[SELECTED EXTRACT]:
________________________

They way I consider the efficiency of waterblocks/loops and so on is as follows.
As Cathar has stated, the CPU is giving out a heat load, lets say 90W. For a given flow rate, the rad will be able to dissipate 90W for a particular temperature differential between water and air. The water should stabilise at this temperature.
Now we can assume (roughly) that we have water at this temperature flowing through the block. The block has a C/W ratio. Lets say 0.2 for a good block. This implies that for every 0.2 of a degree difference in temperature, 1 watt of heat will be transferred to the water. So for 90 Watts, you would need a temp differential of 18 degrees between the water and the block.
A more efficient block would be able to transfer 90W from the die with a lower temp differential, lets say 0.17 C/W ratio.
There would now need to be 15.3 degrees difference between the water and the die.
However, you are still only getting 90W of heat transferred into the water, which if the flow rate is the same as before, will raise the temp of the water by the same amount, and for the same flow rate, the rad should still be performing the same.
I'm sure it then gets complicated because the cpu will most probably clock higher, introducing more heat into the water raising it's temperature. But you would have changed the conditions for comparison.

________________________

[SUPPLIED MATERIAL]:
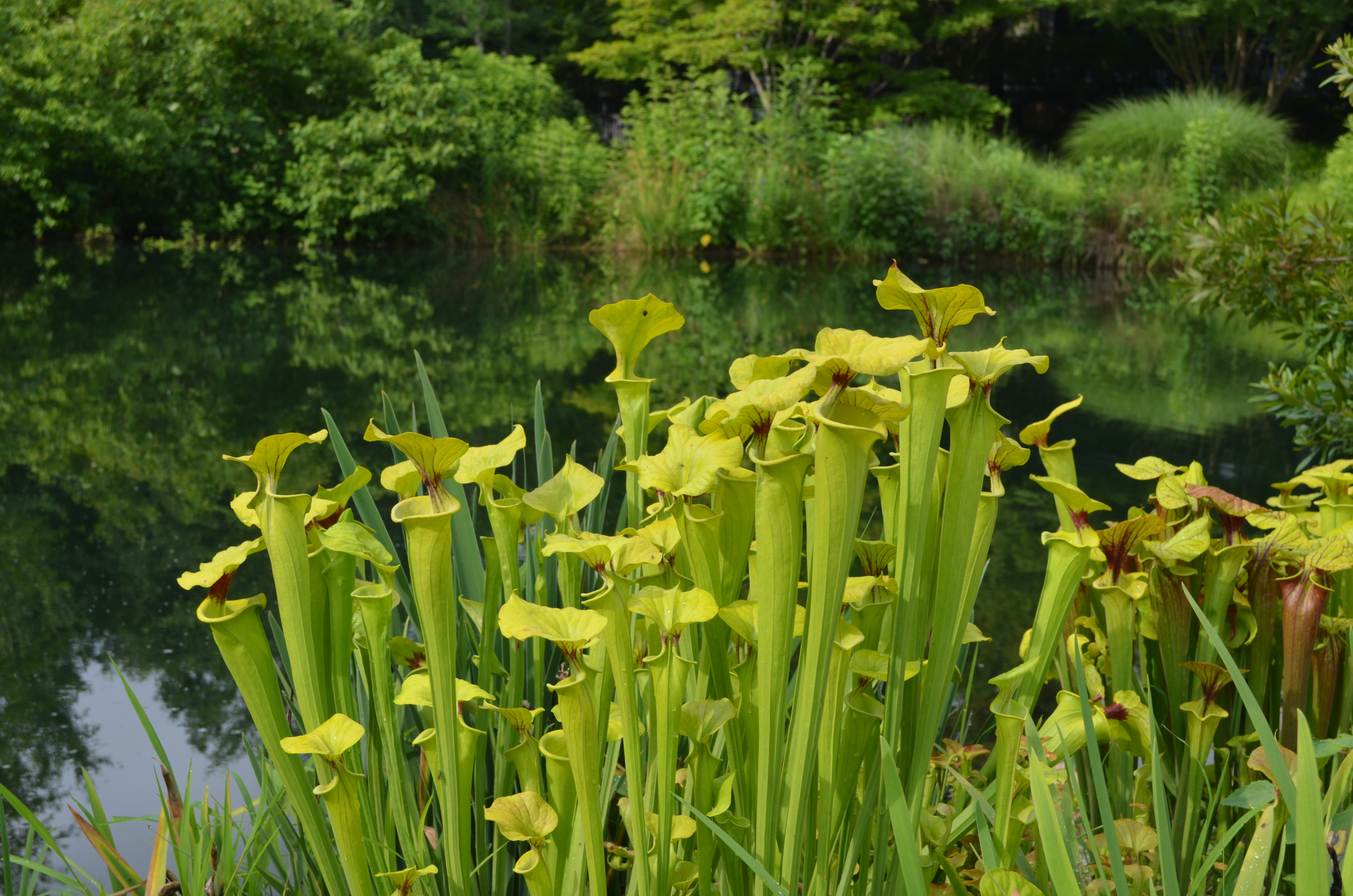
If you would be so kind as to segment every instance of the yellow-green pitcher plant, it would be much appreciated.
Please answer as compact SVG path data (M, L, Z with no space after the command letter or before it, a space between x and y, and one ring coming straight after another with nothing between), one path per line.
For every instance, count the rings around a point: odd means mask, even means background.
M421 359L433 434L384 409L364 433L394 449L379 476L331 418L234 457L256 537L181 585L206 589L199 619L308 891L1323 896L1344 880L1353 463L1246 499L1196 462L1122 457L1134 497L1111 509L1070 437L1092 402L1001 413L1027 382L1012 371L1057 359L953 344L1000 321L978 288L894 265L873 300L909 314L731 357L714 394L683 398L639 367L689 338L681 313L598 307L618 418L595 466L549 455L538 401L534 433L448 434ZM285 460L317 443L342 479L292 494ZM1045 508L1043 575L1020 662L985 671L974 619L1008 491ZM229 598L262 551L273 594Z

________________________

[INSTRUCTIONS]:
1. From the waterblock efficiency post, reproduce the part that opens with the words containing "As Cathar has" and closes with "0.17 C/W ratio.".
2. What C/W ratio does the waterblock efficiency post give as an example for a good block?
3. State whether each statement agrees with the waterblock efficiency post. Answer yes or no, and quote the words from the post that decide it.
(a) The post uses a CPU heat load of 90W as its example.
(b) With a block rated at 0.17 C/W, there would need to be a 15.3-degree difference between the water and the die.
(c) At the same flow rate, a more efficient block raises the water temperature more than a less efficient one.

[WORKED SOLUTIONS]:
1.
As Cathar has stated, the CPU is giving out a heat load, lets say 90W. For a given flow rate, the rad will be able to dissipate 90W for a particular temperature differential between water and air. The water should stabilise at this temperature.
Now we can assume (roughly) that we have water at this temperature flowing through the block. The block has a C/W ratio. Lets say 0.2 for a good block. This implies that for every 0.2 of a degree difference in temperature, 1 watt of heat will be transferred to the water. So for 90 Watts, you would need a temp differential of 18 degrees between the water and the block.
A more efficient block would be able to transfer 90W from the die with a lower temp differential, lets say 0.17 C/W ratio.

2. 0.2

3.
(a) Yes: "the CPU is giving out a heat load, lets say 90W."
(b) Yes: "There would now need to be 15.3 degrees difference between the water and the die."
(c) No: "which if the flow rate is the same as before, will raise the temp of the water by the same amount"